REQUIRED TASK: Repeat the records below exactly, leaving out every picture.
· · ·
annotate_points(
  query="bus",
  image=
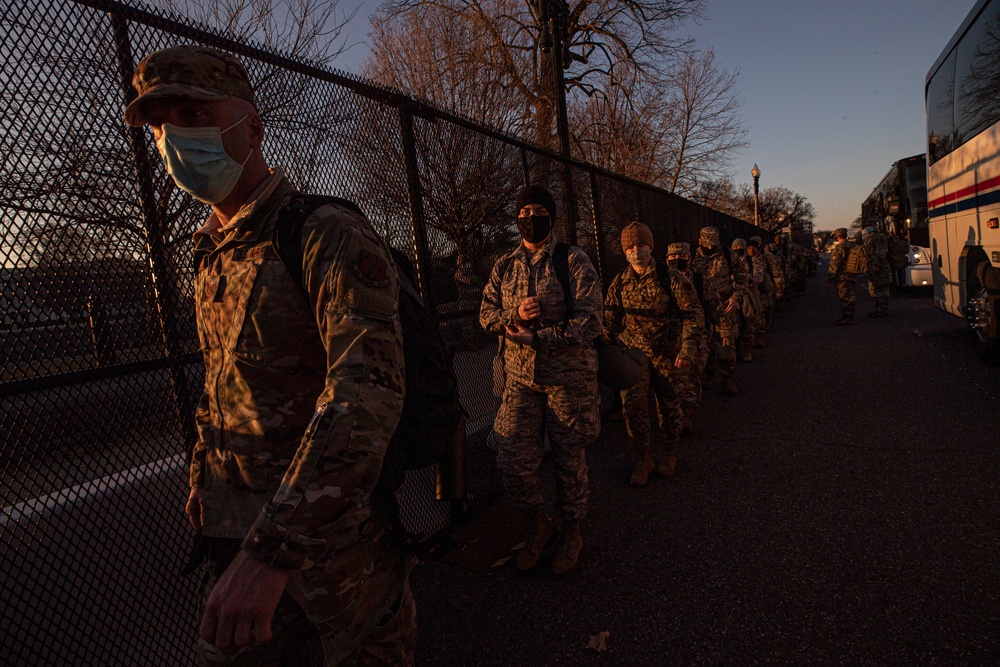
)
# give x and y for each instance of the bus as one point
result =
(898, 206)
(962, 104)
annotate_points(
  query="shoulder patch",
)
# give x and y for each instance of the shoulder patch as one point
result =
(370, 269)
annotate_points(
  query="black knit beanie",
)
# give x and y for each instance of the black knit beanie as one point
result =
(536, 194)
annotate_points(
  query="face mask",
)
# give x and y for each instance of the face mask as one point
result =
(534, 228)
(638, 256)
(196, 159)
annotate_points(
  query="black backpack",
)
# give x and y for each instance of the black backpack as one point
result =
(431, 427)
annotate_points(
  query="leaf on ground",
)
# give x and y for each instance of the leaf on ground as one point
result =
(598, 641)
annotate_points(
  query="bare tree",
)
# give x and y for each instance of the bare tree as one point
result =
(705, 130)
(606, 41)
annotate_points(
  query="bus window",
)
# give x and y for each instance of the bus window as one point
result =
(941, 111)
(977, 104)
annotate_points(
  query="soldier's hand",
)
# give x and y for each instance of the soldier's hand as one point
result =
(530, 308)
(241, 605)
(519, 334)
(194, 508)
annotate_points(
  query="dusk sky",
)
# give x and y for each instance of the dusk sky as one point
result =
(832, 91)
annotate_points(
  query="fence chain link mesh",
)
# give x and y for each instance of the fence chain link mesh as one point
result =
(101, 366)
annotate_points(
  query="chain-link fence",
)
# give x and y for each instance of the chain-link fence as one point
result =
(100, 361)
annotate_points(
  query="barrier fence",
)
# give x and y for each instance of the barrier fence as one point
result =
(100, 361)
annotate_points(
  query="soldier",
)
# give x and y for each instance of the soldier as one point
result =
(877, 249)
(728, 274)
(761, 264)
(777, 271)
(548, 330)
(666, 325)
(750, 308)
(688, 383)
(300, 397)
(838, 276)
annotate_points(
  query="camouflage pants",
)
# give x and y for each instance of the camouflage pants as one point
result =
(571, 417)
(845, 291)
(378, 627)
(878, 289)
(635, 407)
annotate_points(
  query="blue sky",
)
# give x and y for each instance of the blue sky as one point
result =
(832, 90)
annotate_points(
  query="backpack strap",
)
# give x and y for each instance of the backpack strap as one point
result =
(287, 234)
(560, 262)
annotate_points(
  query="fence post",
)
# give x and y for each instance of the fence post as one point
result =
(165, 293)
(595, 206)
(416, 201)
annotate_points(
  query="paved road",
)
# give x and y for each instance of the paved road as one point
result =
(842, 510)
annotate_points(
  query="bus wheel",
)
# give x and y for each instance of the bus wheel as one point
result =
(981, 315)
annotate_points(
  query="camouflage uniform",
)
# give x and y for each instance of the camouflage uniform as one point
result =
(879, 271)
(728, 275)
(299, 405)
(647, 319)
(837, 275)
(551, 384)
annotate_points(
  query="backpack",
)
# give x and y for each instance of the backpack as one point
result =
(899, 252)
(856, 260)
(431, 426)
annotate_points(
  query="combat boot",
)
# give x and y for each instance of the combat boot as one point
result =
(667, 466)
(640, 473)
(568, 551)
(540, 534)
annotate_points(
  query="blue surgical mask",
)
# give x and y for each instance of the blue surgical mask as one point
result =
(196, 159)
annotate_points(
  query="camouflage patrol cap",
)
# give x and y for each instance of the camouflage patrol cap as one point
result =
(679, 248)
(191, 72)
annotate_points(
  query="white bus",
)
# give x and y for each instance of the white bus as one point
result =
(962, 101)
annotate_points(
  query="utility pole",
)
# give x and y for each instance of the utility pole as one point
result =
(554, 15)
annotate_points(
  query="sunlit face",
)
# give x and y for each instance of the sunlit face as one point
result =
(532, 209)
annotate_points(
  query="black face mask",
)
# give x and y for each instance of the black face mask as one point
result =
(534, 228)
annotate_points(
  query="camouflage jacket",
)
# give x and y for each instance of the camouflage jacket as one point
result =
· · ·
ANSWER TO THIS TASK:
annotate_points(
  query="bus",
  image=
)
# give x and y for each instance of the bus as one point
result =
(898, 206)
(962, 104)
annotate_points(
  query="shoulder patch",
)
# give x and y for each instance of the shoulder patch as one point
result =
(370, 269)
annotate_points(
  query="black knit beanie",
)
# give x and y for each instance of the black knit beanie as one point
result =
(536, 194)
annotate_points(
  query="face mask",
)
# give x and y for each instance of the face mask as one point
result =
(534, 228)
(638, 256)
(196, 159)
annotate_points(
  query="black backpack",
)
# give x and y for each instance of the black backpack as one point
result =
(431, 427)
annotate_points(
  query="leaf on ground",
)
# give x and y for each instance of the leaf on ground as one point
result =
(598, 641)
annotate_points(
  query="bare tree",
)
# give x and y for each instance of the bare tree as one point
result =
(705, 130)
(606, 41)
annotate_points(
  query="bus window",
)
# give x and y for each instance of the bus window as one point
result =
(941, 111)
(977, 104)
annotate_points(
  query="soldier's hand",
)
# give x and y for each instance of the soldier's hand as one point
result =
(530, 308)
(241, 605)
(519, 334)
(194, 508)
annotate_points(
  query="dusk sky",
)
# give x and y for each instance of the dusk sky as one point
result =
(832, 91)
annotate_points(
  query="fence chain link mesh",
)
# give x and y for each instance of the fence chain link mesh as one point
result =
(101, 366)
annotate_points(
  query="chain-link fence",
)
# give x and y for each instance of the chain-link fence as one point
result =
(100, 361)
annotate_points(
  query="barrier fence",
)
# give x and y for each instance of the barrier fence as one point
result =
(100, 361)
annotate_points(
  query="soldier",
)
# give x and y for each instance of the soldier as one point
result =
(877, 249)
(728, 274)
(761, 264)
(777, 271)
(548, 330)
(666, 325)
(750, 308)
(688, 383)
(300, 397)
(838, 276)
annotate_points(
  query="camouflage pants",
)
# give x and y for each instance of the camouflage pants as one point
result =
(571, 417)
(845, 291)
(378, 627)
(878, 289)
(635, 407)
annotate_points(
  query="blue sky",
)
# give x and y for each instance of the blue sky as one point
result =
(832, 90)
annotate_points(
  query="backpack strap",
)
# give x and y for each instance of the backpack strap as one point
result =
(287, 234)
(560, 262)
annotate_points(
  query="fence post",
)
# give x and y for each instance of the fence post as one point
result =
(165, 293)
(595, 206)
(416, 201)
annotate_points(
  query="paved road",
)
# give x and y for each instance of the paved road as one point
result =
(842, 510)
annotate_points(
  query="bus wheel",
)
# give x and y for each instance of the bus wheel as one point
result =
(981, 315)
annotate_points(
  query="camouflage uniform",
)
# give x and y for each instance of the camouflage uniform as one point
result =
(879, 271)
(728, 275)
(299, 405)
(647, 319)
(837, 275)
(551, 384)
annotate_points(
  query="backpack",
)
# give x and y for each instance of the backpack as one point
result =
(899, 252)
(856, 260)
(431, 426)
annotate_points(
  query="combat boot",
)
# give x and y for each instance of the combat boot as one point
result =
(667, 466)
(640, 473)
(568, 551)
(540, 534)
annotate_points(
  query="blue surgical mask",
)
# give x and y for each instance of the blue surgical mask as one point
result =
(196, 159)
annotate_points(
  query="camouflage patrol cap",
)
# give x and y for each instance of the camouflage patrol cap as one point
result =
(679, 248)
(191, 72)
annotate_points(
  query="white bus",
)
# give x and y for each instance of the white bus as one point
result =
(962, 101)
annotate_points(
  query="utility pole",
)
# give x and y for each instance of the utility pole as one point
result =
(554, 15)
annotate_points(
  query="sunlit face",
)
# give x and y for each instance of the sunlit face as one point
result =
(532, 209)
annotate_points(
  query="black face mask",
)
# give x and y for each instance of the black face mask as one point
result =
(534, 228)
annotate_points(
  query="camouflage jacket",
)
# give x and y for each instance of the camouflage jacket as one point
result =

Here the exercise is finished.